[Recorded data]
⁂

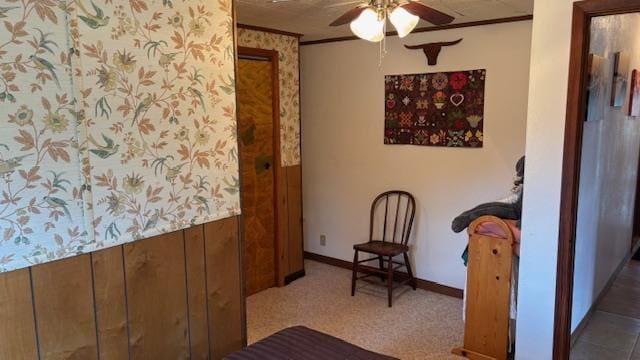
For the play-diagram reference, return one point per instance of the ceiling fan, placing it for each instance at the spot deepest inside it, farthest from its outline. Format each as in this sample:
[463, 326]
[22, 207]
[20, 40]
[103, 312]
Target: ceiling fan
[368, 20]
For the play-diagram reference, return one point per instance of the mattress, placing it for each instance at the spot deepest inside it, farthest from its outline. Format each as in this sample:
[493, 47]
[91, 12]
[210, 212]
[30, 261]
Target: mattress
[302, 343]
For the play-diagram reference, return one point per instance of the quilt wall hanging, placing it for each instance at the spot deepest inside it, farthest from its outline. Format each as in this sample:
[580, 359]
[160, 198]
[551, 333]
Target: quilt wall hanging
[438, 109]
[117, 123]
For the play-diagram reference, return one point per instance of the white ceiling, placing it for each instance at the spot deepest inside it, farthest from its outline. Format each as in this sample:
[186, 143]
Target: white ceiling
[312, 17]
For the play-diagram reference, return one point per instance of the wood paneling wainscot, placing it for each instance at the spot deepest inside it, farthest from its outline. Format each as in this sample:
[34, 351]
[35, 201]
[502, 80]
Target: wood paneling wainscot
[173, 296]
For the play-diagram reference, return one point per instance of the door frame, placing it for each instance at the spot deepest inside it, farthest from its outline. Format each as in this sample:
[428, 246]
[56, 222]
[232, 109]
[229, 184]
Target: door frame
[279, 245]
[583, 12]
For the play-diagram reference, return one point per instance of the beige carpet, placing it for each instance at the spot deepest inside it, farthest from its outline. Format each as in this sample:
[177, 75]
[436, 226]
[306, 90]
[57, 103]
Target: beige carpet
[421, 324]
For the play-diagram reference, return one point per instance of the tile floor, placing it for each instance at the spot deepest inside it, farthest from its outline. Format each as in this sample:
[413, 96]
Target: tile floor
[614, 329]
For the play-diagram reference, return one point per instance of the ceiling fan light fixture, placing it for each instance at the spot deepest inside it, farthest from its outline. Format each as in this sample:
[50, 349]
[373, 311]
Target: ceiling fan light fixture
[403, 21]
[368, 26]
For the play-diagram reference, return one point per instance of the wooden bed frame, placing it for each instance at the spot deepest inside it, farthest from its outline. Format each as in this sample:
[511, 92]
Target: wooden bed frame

⁂

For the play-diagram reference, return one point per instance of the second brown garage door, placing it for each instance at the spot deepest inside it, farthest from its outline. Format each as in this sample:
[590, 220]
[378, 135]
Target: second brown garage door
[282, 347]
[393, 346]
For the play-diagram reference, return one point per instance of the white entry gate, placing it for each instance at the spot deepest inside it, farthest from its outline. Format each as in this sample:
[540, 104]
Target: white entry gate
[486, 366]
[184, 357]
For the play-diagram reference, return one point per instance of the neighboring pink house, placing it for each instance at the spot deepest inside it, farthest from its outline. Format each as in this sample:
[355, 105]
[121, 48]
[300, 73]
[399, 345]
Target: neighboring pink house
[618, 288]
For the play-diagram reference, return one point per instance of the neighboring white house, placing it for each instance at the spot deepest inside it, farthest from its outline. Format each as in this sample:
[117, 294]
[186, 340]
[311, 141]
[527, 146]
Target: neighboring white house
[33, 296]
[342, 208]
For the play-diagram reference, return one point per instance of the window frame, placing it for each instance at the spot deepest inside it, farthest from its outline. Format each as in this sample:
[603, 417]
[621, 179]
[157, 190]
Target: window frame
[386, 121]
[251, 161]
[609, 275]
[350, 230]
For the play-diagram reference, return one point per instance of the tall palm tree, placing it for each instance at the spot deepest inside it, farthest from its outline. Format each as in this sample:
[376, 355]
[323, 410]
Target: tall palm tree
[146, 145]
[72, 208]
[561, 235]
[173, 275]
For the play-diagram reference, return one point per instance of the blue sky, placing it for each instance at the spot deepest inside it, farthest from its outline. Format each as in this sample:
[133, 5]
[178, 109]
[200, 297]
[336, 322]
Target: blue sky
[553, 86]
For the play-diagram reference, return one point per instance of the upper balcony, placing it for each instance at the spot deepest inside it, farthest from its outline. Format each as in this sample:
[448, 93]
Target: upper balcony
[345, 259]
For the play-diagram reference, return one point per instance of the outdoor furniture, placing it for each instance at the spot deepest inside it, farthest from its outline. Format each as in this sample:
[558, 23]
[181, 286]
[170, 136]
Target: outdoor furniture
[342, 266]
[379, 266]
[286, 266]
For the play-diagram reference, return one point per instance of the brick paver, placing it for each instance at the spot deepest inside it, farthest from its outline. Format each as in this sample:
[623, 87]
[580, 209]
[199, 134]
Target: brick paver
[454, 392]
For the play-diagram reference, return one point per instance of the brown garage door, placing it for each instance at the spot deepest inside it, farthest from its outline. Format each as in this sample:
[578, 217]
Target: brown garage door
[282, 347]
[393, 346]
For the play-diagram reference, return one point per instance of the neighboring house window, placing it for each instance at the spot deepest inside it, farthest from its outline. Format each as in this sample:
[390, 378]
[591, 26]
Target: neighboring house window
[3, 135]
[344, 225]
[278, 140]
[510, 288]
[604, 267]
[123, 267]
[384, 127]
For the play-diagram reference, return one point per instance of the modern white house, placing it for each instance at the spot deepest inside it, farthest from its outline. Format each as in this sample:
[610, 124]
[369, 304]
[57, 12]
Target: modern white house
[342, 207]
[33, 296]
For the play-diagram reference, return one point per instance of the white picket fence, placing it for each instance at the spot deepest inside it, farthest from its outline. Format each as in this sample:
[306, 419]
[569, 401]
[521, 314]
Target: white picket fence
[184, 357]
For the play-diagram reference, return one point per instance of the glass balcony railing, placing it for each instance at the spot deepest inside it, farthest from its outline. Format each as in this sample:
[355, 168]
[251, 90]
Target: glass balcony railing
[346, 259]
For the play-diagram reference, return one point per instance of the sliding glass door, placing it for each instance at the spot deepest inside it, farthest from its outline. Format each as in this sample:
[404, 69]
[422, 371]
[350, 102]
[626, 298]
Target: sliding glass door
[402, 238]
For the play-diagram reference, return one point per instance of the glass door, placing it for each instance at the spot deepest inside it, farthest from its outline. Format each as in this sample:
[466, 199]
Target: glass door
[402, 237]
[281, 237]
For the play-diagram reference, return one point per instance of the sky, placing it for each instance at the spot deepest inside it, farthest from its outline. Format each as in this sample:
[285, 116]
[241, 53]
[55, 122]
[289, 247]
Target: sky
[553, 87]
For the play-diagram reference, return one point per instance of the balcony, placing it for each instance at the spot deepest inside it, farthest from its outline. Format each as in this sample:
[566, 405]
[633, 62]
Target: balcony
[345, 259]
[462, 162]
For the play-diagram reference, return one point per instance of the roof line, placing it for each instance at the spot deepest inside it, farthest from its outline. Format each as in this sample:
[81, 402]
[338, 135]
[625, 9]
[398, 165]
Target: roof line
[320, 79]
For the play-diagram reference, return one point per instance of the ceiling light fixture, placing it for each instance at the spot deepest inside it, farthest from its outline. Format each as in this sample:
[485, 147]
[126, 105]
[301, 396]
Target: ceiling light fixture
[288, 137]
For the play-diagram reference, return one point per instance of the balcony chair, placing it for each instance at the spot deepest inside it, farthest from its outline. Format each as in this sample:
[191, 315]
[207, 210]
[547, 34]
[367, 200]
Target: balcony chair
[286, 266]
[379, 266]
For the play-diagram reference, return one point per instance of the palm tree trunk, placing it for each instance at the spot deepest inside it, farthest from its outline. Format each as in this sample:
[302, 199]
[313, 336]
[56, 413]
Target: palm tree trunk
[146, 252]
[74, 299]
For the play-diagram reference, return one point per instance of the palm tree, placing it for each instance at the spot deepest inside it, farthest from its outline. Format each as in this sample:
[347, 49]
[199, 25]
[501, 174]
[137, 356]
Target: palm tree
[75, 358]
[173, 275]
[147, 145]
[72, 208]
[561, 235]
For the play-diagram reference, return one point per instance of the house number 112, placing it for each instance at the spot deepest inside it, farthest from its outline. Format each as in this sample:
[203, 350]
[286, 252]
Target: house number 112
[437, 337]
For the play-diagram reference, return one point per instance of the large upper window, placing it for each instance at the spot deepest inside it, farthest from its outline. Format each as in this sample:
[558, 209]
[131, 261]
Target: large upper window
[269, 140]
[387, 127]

⁂

Goal of the exercise »
Report each line of the records that contains the string "picket". Case counts.

Solution for this problem »
For the play-diagram reference, return one point per instance of the white picket fence, placing it for each instance at the spot deepest inside it, farthest from its outline. Format each as in this sample:
Target: white picket fence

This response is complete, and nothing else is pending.